> **Extracted data**
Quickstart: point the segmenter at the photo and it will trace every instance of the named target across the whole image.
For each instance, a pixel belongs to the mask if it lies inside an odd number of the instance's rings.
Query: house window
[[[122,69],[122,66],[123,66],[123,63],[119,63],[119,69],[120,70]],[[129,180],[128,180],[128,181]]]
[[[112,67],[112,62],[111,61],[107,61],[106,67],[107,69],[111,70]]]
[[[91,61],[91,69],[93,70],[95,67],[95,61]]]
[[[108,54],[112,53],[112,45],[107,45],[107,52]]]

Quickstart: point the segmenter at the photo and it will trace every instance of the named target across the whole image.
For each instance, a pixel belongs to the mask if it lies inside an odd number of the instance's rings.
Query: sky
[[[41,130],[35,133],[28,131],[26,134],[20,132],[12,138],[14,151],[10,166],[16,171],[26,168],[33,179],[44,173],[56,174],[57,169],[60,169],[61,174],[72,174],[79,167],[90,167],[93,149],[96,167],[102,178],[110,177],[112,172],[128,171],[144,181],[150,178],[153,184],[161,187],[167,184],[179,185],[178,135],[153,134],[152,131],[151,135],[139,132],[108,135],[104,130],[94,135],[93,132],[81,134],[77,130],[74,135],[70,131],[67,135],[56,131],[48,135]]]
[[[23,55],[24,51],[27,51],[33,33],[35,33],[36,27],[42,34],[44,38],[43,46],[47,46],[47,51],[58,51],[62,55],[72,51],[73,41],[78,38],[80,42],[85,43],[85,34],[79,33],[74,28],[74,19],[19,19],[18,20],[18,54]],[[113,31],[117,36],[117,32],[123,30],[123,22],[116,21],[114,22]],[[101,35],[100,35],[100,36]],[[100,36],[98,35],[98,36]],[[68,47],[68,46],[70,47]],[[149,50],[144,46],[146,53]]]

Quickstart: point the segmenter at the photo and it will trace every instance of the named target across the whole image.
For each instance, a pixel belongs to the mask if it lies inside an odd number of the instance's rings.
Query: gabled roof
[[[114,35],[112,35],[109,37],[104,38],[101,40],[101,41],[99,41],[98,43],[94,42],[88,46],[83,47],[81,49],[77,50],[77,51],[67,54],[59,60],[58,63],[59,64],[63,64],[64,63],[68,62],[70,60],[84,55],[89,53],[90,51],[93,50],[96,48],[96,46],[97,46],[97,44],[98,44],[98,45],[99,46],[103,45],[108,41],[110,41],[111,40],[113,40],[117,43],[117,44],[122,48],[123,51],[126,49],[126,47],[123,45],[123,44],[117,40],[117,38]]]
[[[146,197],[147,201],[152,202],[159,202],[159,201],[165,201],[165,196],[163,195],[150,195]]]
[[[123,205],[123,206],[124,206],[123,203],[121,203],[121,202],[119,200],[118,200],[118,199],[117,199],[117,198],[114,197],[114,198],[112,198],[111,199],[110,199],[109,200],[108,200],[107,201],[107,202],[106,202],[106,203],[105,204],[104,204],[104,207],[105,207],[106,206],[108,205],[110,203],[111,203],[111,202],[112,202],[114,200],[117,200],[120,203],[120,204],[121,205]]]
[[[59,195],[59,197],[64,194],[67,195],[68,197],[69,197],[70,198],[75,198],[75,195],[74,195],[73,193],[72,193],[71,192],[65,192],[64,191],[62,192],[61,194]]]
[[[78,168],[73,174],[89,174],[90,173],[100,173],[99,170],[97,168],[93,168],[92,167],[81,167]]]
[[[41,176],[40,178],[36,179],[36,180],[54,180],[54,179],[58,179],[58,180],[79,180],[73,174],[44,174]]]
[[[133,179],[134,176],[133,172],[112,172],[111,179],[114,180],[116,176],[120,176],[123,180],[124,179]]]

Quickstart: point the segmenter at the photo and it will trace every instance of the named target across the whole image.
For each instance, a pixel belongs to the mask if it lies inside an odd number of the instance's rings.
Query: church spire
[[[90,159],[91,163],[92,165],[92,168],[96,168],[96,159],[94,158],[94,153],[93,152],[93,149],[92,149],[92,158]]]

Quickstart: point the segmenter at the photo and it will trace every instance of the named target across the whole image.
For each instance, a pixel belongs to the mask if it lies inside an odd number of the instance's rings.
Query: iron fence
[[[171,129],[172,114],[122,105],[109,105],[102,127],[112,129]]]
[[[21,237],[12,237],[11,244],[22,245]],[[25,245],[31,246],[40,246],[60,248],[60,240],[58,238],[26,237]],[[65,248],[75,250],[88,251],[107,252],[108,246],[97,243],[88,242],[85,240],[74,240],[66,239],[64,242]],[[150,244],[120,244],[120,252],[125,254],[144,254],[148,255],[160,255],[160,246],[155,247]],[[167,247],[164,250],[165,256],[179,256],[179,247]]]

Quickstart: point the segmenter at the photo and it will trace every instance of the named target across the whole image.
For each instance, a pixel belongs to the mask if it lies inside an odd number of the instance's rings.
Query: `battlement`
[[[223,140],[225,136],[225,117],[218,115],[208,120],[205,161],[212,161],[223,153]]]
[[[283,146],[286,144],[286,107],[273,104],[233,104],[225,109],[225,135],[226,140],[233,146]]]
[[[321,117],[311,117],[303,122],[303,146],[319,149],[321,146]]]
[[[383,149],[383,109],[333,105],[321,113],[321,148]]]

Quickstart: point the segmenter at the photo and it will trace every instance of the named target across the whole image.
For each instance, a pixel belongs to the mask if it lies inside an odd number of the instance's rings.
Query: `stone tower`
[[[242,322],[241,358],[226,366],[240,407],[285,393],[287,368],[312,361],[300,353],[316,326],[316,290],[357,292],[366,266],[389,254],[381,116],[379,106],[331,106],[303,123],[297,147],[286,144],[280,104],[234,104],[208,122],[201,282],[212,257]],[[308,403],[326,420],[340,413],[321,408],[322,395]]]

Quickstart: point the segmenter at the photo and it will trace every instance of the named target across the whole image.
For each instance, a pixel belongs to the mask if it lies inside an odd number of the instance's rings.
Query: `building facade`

> **Instructions to follow**
Copy every line of the records above verbatim, from the first one through the last.

> **Answer to the exercise**
Quickstart: point the segmenter at the photo and it will trace every instance of the named target across the whole image.
For each instance, a pixel belongs to the mask if it lies inside an odd number of the instance's rings.
Query: house window
[[[122,69],[122,66],[123,66],[123,63],[119,63],[119,69],[120,70]],[[129,180],[128,180],[128,181]]]
[[[112,67],[112,62],[111,61],[107,61],[106,67],[107,69],[111,70]]]
[[[91,61],[91,69],[93,70],[95,67],[95,61]]]
[[[108,54],[112,53],[112,45],[107,45],[107,52]]]

Quickstart: point the segmenter at the photo and it will trace every instance of the named target across the whole image.
For each instance, a pixel belongs to the mask if it lies inside an odd number of the instance's rings.
Query: sky
[[[41,130],[35,133],[28,131],[26,134],[20,132],[12,138],[14,151],[10,166],[16,171],[26,168],[33,179],[44,173],[56,174],[57,169],[60,169],[61,174],[72,174],[79,167],[90,167],[93,149],[96,167],[102,178],[110,177],[112,172],[128,171],[144,181],[150,178],[153,184],[161,187],[167,184],[179,185],[178,135],[153,134],[152,131],[151,135],[139,132],[108,135],[104,130],[94,135],[93,132],[81,134],[77,130],[74,135],[70,131],[67,135],[56,131],[48,135]]]
[[[23,55],[24,51],[27,51],[33,33],[35,33],[36,27],[42,34],[44,38],[43,46],[47,46],[47,51],[58,51],[62,55],[72,51],[73,41],[78,38],[80,42],[85,43],[85,34],[79,33],[74,28],[74,19],[19,19],[18,20],[18,54]],[[113,31],[117,36],[117,32],[123,30],[123,22],[116,21],[114,22]],[[101,35],[100,35],[100,36]],[[100,36],[98,35],[98,36]],[[68,47],[68,46],[70,47]],[[149,50],[144,46],[146,53]]]

Quickstart: point the segmenter at the photo and it will trace every instance of the named target across the whole image.
For each instance, a pixel belongs to the mask if it lies inside an odd number of the instance's rings.
Query: gabled roof
[[[114,35],[112,35],[109,37],[104,38],[101,40],[101,41],[99,41],[98,43],[94,42],[88,46],[83,47],[81,49],[77,50],[77,51],[67,54],[59,60],[58,63],[59,64],[63,64],[64,63],[68,62],[70,60],[84,55],[89,53],[90,51],[93,50],[96,48],[96,46],[97,46],[97,44],[98,44],[98,45],[99,46],[103,45],[108,41],[110,41],[111,40],[113,40],[117,43],[117,44],[122,48],[123,51],[126,49],[126,47],[123,45],[123,44],[117,40],[117,38]]]
[[[146,197],[147,201],[152,202],[159,202],[159,201],[165,201],[165,196],[163,195],[150,195]]]
[[[123,205],[123,206],[124,206],[123,203],[121,203],[121,202],[119,200],[118,200],[118,199],[117,199],[117,198],[114,197],[114,198],[112,198],[111,199],[110,199],[109,200],[108,200],[107,201],[107,202],[106,202],[106,203],[105,204],[104,204],[104,207],[105,207],[106,206],[108,205],[110,203],[111,203],[111,202],[112,202],[114,200],[117,200],[120,203],[120,204],[121,205]]]
[[[59,195],[59,197],[64,194],[67,195],[68,197],[69,197],[70,198],[75,198],[75,195],[74,195],[73,193],[72,193],[71,192],[65,192],[64,191],[62,192],[61,194]]]
[[[78,168],[73,174],[89,174],[90,173],[100,173],[99,170],[97,168],[93,168],[92,167],[81,167]]]
[[[41,176],[40,178],[36,179],[36,180],[54,180],[54,179],[58,179],[58,180],[79,180],[73,174],[44,174]]]
[[[133,179],[134,176],[133,172],[112,172],[111,179],[114,180],[116,176],[120,176],[123,180],[124,179]]]

Quickstart: point the segmenter at the photo and it will trace every instance of the named target across the whole image.
For each instance, a pixel belongs to the mask if it lies inside an odd number of the instance's rings.
Query: church spire
[[[90,159],[91,163],[92,165],[92,168],[96,168],[96,159],[94,158],[94,153],[93,152],[93,149],[92,149],[92,158]]]

Quickstart: point the segmenter at the photo and it will trace every instance of the named target across the whole image.
For each instance, a pixel belongs to the mask if it lies inside an odd number of the instance's rings.
Query: iron fence
[[[171,129],[172,114],[122,105],[109,105],[102,127],[112,129]]]
[[[21,237],[12,237],[11,244],[22,245]],[[25,245],[31,246],[40,246],[60,248],[60,240],[58,238],[26,237]],[[65,248],[75,250],[88,251],[107,252],[108,246],[97,243],[88,242],[85,240],[74,240],[66,239],[64,242]],[[150,244],[120,244],[120,252],[125,254],[144,254],[148,255],[160,255],[160,246],[155,247]],[[167,247],[164,250],[165,256],[179,256],[179,247]]]

Quickstart: point the segmenter at the photo and it will trace every instance of the named target across the whole image.
For each instance, a pixel belongs to the mask if it lies inside an odd number of the instance's rings.
Query: `battlement`
[[[223,140],[225,136],[225,117],[218,115],[208,120],[205,161],[212,161],[223,153]]]
[[[283,146],[286,144],[286,107],[273,104],[233,104],[225,109],[225,135],[226,140],[233,146]]]
[[[321,117],[311,117],[303,122],[303,146],[319,149],[321,146]]]
[[[383,149],[383,109],[333,105],[321,113],[321,148]]]

Quickstart: point the segmenter at the photo and it will trace every instance of the named target across the whole image.
For each instance, a pixel belongs to the mask if it lies inside an odd number of the instance's rings.
Query: `stone tower`
[[[242,322],[241,358],[226,366],[240,407],[285,393],[287,368],[312,361],[300,353],[316,326],[316,290],[357,292],[366,266],[389,254],[381,116],[379,106],[331,106],[303,123],[297,147],[286,144],[280,104],[234,104],[208,122],[201,282],[212,257]],[[308,403],[326,420],[340,413],[321,408],[322,395]]]

Quickstart: point the segmenter at the photo and it will trace every instance of the named target across the whole image.
For each instance, a pixel belongs to the mask if it lies inside an odd number of the instance's rings.
Query: `building facade`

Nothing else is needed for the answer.